Return the listing word for word, starting at its first line and ending at the line containing "<point>541,716</point>", with that line included.

## start INPUT DATA

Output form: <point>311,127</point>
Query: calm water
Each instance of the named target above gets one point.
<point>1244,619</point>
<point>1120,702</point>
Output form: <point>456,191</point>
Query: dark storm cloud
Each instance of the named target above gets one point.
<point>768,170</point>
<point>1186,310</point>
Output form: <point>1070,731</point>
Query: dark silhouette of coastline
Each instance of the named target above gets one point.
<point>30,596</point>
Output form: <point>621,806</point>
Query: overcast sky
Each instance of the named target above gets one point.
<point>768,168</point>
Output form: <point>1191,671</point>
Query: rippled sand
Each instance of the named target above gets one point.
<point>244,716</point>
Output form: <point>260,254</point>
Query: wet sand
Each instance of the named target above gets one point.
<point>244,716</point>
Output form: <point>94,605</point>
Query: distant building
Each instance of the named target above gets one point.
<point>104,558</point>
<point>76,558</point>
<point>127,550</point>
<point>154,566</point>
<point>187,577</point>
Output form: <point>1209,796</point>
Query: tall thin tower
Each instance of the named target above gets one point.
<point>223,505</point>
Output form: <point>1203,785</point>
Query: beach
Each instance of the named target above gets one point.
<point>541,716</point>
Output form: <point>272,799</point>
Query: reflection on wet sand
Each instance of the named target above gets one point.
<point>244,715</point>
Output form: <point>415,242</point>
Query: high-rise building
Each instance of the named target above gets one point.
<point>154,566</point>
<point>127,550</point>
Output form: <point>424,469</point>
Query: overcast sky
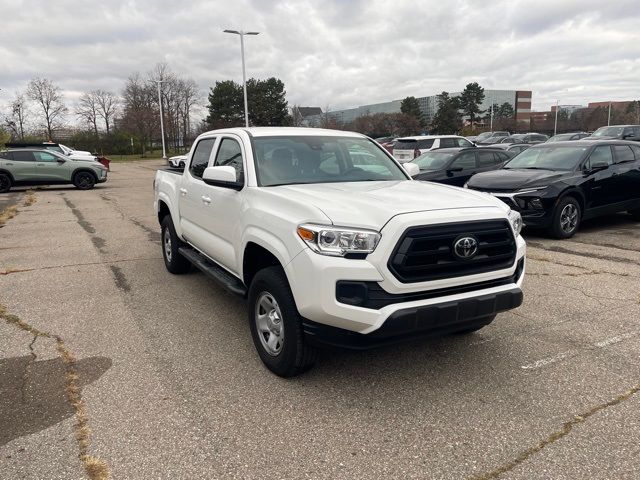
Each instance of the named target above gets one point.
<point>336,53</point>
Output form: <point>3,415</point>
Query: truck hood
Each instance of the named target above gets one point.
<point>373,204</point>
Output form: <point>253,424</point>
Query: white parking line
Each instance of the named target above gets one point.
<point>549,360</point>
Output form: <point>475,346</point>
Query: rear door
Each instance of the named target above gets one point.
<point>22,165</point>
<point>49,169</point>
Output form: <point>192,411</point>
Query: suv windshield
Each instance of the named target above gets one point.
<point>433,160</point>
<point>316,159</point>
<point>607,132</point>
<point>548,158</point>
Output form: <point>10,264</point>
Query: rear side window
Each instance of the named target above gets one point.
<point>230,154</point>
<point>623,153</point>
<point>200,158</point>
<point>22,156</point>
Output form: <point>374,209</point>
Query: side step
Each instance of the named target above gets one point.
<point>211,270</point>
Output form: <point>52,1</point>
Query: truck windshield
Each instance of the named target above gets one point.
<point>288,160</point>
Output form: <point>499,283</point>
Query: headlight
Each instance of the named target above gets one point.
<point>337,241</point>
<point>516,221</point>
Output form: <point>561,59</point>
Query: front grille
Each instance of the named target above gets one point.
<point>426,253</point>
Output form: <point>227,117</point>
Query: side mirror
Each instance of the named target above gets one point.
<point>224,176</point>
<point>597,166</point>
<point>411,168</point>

## end INPUT DATA

▸ **FULL OUTPUT**:
Output form: <point>311,127</point>
Query: calm water
Each instance of the named target above gets one point.
<point>1244,619</point>
<point>1120,702</point>
Output form: <point>456,191</point>
Query: dark storm cloud
Each instance of the named target above gets one point.
<point>768,170</point>
<point>1186,310</point>
Output form: <point>1070,731</point>
Query: dark silhouette of coastline
Each instance of the named target above gets one point.
<point>30,596</point>
Output form: <point>621,806</point>
Query: overcast sky
Each instance of the named target above gets one point.
<point>768,168</point>
Output form: <point>1191,671</point>
Query: rippled sand
Each instance of the named target above gets one point.
<point>244,716</point>
Output form: <point>260,254</point>
Query: wet sand
Each instance of the named target above gets one point.
<point>244,716</point>
Output form: <point>94,605</point>
Query: distant building
Each instance of the named target above gets one point.
<point>104,558</point>
<point>76,558</point>
<point>127,550</point>
<point>154,566</point>
<point>187,577</point>
Output form: <point>1209,796</point>
Query: tall thin tower
Each instance of the named target above gets one point.
<point>223,505</point>
Output form: <point>1203,785</point>
Query: beach
Each instance of the named target above gets one point.
<point>541,716</point>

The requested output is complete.